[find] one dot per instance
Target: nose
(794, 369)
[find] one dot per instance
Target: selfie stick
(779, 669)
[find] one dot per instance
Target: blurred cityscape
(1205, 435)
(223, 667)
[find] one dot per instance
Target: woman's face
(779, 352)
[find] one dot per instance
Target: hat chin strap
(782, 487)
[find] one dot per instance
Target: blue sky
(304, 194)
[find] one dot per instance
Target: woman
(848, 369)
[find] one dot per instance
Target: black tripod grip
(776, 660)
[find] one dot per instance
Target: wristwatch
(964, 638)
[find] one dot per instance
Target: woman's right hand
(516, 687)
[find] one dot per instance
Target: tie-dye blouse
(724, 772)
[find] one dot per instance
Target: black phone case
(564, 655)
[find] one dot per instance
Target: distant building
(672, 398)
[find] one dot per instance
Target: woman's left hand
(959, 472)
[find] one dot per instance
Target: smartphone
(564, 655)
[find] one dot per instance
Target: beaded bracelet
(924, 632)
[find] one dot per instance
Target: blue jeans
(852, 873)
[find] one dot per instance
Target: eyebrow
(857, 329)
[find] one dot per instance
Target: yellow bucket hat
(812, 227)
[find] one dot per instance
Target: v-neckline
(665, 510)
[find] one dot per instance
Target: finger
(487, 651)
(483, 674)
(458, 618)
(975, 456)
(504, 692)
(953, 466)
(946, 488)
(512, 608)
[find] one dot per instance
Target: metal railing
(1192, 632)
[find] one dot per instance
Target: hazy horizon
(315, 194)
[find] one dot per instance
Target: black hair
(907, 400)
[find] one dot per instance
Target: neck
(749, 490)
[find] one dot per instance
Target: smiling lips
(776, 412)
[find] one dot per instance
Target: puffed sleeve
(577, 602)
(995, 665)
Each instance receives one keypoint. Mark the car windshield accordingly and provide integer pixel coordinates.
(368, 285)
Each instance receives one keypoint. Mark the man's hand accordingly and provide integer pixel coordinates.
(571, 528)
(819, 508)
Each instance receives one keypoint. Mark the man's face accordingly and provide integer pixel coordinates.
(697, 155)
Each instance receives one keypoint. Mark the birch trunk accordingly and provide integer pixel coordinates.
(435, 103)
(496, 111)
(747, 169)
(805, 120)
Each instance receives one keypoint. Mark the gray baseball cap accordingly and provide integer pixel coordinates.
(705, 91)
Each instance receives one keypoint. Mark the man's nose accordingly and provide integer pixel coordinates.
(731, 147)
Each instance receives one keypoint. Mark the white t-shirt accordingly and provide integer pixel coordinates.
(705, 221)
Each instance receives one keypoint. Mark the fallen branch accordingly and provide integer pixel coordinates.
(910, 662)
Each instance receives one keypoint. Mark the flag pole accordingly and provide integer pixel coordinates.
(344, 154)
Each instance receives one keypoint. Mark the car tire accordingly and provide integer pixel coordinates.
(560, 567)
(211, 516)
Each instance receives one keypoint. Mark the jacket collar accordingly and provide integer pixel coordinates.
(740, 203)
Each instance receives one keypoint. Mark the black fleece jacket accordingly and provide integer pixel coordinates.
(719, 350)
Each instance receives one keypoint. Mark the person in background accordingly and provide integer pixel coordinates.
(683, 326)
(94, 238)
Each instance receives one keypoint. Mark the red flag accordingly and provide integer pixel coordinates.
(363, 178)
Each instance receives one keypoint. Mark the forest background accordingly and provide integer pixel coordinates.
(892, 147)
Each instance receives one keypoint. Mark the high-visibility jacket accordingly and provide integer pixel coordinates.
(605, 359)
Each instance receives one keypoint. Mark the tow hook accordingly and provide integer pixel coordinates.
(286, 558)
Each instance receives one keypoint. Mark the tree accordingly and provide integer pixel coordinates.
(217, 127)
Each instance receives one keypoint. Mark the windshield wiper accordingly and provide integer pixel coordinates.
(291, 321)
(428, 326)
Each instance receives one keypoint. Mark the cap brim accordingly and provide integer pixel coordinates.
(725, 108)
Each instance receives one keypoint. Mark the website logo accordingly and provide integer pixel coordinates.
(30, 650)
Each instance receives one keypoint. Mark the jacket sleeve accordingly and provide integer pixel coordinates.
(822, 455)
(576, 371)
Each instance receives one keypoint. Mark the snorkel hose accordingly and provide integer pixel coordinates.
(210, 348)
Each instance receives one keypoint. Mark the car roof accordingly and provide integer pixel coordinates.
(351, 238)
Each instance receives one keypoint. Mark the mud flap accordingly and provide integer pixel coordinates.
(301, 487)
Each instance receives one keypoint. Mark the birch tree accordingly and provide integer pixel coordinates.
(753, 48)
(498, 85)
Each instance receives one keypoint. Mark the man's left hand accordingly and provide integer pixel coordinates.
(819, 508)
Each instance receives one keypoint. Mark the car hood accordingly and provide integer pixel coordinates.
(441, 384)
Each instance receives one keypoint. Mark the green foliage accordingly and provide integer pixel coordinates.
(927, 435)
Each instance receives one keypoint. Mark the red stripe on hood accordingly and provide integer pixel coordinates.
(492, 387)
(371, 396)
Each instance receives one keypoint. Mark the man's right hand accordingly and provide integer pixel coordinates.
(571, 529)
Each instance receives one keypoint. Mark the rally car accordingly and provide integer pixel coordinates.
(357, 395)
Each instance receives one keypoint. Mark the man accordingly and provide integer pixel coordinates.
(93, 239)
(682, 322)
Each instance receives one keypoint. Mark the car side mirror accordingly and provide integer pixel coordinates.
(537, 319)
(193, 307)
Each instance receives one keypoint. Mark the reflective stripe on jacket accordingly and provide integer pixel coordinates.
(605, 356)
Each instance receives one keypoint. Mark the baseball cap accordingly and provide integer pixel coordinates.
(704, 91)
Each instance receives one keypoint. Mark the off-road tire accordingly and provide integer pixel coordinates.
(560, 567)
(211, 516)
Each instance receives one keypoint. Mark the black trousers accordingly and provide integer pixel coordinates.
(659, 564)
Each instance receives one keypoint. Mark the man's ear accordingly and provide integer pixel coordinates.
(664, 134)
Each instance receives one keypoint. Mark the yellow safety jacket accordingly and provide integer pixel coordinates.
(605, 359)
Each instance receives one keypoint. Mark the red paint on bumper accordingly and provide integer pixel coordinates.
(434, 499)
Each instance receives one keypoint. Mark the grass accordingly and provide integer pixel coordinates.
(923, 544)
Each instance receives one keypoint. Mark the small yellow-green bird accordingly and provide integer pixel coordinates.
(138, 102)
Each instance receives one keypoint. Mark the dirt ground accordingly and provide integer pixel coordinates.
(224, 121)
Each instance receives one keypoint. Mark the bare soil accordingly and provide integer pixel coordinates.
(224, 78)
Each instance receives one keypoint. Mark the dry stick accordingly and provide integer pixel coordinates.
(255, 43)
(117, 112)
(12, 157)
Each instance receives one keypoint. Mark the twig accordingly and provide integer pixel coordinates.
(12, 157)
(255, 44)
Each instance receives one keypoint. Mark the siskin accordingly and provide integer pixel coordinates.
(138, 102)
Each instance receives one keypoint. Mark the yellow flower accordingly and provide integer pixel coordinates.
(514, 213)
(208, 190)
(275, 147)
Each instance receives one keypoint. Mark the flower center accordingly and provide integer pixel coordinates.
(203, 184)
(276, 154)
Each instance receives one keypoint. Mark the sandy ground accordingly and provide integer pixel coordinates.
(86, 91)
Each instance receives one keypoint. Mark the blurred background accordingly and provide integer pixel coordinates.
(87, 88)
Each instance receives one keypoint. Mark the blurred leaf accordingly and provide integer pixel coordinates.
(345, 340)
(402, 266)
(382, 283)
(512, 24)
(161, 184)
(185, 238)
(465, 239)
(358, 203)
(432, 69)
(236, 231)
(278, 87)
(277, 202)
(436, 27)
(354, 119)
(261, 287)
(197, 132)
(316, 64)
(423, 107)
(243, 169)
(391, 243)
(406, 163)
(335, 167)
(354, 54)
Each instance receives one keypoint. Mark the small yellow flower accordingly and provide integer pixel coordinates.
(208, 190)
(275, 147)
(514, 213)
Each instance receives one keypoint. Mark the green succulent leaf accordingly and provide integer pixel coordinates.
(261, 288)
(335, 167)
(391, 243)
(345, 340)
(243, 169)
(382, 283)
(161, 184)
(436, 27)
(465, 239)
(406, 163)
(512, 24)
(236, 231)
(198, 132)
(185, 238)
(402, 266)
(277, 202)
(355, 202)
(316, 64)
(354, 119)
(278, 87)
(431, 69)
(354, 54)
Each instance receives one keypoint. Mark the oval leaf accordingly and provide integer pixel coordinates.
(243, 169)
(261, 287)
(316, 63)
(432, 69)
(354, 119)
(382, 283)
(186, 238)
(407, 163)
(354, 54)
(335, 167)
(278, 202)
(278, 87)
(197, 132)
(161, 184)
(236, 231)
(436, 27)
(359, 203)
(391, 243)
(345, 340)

--------

[PROBLEM] Give the lines from the one containing "Each instance receives one keypoint. Mark the dry" through the end of the entries again, exactly as written and with no other lines.

[CORRECT RESPONSE]
Each instance receives one keypoint. Mark the dry stick accordingly and provide integer pixel coordinates.
(255, 43)
(117, 112)
(12, 157)
Each instance receives one keypoint. Mark the twig accordingly and provide integer pixel coordinates.
(12, 157)
(255, 44)
Each instance receives one keypoint. Mark the siskin accordingly and provide integer pixel coordinates.
(138, 102)
Each instance receives one keypoint. Mark the yellow flower accordingly and provide integer pixel coordinates.
(514, 213)
(208, 190)
(275, 147)
Each instance receives one keypoint. Mark the flower center accordingly and provide integer pixel coordinates.
(203, 184)
(276, 154)
Each instance receives one keypoint. Mark the sandy ground accordingly and provide integer pixel coordinates.
(86, 91)
Each instance receives one keypoint. Mark the blurred background accordingly and provide integer pixel coordinates.
(87, 88)
Each instance receives one keypoint. Mark the blurred leaf accordingly and provide integer pixel coordinates.
(345, 340)
(402, 266)
(382, 283)
(512, 24)
(161, 184)
(185, 238)
(465, 239)
(358, 203)
(432, 69)
(236, 231)
(278, 87)
(277, 202)
(436, 27)
(354, 119)
(261, 287)
(197, 132)
(316, 64)
(423, 107)
(243, 169)
(391, 243)
(406, 163)
(335, 167)
(354, 54)
Each instance receives one keypoint. Mark the small yellow flower accordingly and provide integer pixel coordinates.
(208, 190)
(275, 147)
(514, 213)
Each instance receives one keypoint. Mark the green succulent leaf accordingly and provide integer pixel coordinates.
(261, 288)
(335, 167)
(391, 243)
(345, 340)
(243, 169)
(382, 283)
(161, 184)
(436, 27)
(465, 239)
(406, 163)
(512, 24)
(236, 231)
(198, 132)
(185, 238)
(402, 266)
(277, 202)
(355, 202)
(316, 64)
(354, 119)
(278, 87)
(431, 69)
(354, 54)
Each instance receives one keypoint. Mark the oval leaf accordingly and provide integer pixel coordinates.
(243, 169)
(261, 287)
(316, 63)
(432, 69)
(354, 119)
(382, 283)
(186, 238)
(407, 163)
(354, 54)
(335, 167)
(278, 202)
(278, 87)
(197, 132)
(161, 184)
(236, 231)
(436, 27)
(359, 203)
(391, 243)
(345, 340)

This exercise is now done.